ACTIVITY: Each line of the data below that contains "patio" must be copied.

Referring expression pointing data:
^^^^

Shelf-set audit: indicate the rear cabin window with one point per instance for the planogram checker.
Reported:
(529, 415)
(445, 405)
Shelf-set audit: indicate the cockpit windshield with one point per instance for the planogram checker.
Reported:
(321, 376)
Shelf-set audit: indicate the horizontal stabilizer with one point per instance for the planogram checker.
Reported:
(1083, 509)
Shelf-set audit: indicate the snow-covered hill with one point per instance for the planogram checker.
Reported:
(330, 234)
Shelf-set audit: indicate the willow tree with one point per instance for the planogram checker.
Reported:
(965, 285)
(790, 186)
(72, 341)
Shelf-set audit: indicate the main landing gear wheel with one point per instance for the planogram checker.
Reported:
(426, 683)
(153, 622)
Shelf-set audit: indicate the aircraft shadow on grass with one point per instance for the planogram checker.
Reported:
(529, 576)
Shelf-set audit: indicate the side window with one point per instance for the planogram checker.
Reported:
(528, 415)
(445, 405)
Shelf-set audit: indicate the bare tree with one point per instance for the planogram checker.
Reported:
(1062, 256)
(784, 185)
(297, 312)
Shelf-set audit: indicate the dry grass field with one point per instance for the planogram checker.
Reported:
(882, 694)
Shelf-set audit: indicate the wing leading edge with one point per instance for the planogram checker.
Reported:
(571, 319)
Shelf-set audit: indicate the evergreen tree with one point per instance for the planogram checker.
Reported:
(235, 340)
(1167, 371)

^^^^

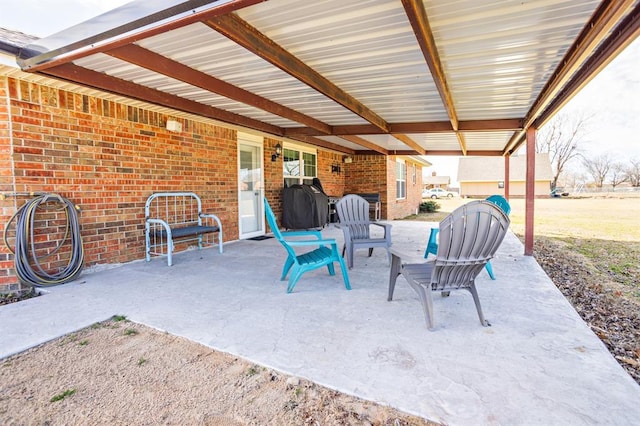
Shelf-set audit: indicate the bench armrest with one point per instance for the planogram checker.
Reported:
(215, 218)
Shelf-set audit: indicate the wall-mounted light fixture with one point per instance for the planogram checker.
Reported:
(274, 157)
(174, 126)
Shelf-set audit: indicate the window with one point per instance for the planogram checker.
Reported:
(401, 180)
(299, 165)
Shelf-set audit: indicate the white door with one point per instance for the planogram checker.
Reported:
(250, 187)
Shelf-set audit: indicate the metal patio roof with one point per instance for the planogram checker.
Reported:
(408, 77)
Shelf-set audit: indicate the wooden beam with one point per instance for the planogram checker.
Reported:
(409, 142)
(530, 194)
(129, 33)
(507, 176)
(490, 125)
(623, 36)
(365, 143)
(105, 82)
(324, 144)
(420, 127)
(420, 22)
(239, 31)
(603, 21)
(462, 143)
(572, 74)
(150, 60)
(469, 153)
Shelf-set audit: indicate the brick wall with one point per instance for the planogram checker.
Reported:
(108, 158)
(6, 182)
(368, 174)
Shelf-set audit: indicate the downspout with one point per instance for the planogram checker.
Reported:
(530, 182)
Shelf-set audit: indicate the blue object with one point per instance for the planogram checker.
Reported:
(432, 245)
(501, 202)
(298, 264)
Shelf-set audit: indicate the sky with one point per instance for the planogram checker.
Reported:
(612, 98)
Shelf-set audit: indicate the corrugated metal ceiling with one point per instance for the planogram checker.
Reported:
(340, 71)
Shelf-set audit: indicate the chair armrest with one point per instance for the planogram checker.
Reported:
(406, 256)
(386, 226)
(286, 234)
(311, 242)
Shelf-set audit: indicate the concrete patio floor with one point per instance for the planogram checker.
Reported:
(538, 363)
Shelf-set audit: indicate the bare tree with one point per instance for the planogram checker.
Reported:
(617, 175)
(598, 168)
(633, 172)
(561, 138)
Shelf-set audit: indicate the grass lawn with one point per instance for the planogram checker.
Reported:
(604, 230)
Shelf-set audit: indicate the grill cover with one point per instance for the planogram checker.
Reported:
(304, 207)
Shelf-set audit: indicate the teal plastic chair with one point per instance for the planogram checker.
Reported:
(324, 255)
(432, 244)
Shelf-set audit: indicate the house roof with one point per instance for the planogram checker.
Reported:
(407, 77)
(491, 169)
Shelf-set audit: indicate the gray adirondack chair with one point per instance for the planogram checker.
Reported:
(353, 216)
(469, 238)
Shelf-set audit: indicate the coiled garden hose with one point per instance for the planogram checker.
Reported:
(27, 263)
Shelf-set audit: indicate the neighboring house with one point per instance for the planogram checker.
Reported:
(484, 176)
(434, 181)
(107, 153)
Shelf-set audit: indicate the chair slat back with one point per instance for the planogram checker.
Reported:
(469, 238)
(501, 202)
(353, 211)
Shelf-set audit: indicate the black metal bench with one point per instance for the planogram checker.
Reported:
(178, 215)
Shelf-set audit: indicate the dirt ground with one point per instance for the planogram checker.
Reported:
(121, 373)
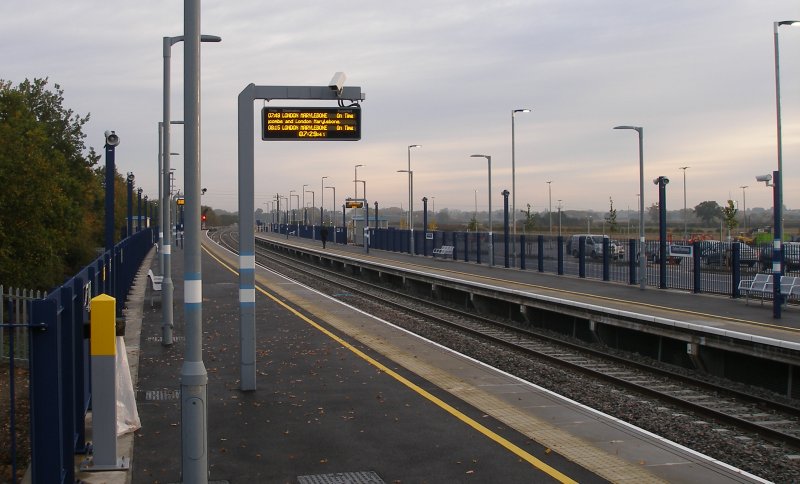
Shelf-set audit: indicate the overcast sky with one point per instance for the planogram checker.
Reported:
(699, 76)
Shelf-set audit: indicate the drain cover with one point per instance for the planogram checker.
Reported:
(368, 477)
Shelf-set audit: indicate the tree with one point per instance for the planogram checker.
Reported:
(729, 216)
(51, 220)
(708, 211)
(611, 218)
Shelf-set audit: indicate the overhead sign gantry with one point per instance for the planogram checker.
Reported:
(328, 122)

^^^^

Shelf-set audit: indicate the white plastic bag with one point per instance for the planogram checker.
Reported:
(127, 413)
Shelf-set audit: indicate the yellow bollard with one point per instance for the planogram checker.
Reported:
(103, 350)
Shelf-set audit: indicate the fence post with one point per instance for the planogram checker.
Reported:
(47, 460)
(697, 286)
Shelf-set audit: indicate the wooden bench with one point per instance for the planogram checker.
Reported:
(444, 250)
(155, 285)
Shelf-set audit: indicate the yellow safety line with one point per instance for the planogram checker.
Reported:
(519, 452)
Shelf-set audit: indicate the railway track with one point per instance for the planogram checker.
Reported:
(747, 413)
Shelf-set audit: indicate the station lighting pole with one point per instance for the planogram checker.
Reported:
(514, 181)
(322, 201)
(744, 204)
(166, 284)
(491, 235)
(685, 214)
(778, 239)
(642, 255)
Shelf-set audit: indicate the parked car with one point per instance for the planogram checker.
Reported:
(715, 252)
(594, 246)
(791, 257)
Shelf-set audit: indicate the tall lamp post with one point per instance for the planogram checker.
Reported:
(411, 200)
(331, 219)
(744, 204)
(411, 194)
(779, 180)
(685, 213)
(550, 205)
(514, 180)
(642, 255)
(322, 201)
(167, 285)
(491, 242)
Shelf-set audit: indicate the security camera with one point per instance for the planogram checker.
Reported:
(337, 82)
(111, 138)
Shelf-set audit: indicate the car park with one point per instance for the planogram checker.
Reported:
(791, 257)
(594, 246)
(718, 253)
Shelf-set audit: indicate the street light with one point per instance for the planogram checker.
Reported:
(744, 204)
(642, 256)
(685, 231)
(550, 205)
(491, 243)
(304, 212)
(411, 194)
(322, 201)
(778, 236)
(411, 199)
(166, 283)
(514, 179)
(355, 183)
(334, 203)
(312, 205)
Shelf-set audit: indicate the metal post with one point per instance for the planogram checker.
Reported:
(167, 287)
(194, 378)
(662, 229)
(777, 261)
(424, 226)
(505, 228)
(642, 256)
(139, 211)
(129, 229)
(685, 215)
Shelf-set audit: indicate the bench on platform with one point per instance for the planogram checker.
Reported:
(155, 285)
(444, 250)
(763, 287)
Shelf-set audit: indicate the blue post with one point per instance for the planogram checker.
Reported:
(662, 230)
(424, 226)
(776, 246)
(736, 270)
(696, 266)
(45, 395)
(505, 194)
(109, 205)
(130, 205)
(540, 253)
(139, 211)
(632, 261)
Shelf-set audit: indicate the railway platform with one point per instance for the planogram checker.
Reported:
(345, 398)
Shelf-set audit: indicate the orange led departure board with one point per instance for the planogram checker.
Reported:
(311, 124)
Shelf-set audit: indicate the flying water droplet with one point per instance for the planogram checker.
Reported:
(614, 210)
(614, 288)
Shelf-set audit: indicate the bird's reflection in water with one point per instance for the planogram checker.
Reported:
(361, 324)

^^^^

ANSWER BELOW:
Shelf-set audit: indicate the metal patio roof with one point per instance for the planogram checker.
Shelf-set audit: indicate the concrete patio floor with one point per instance for the planogram checker.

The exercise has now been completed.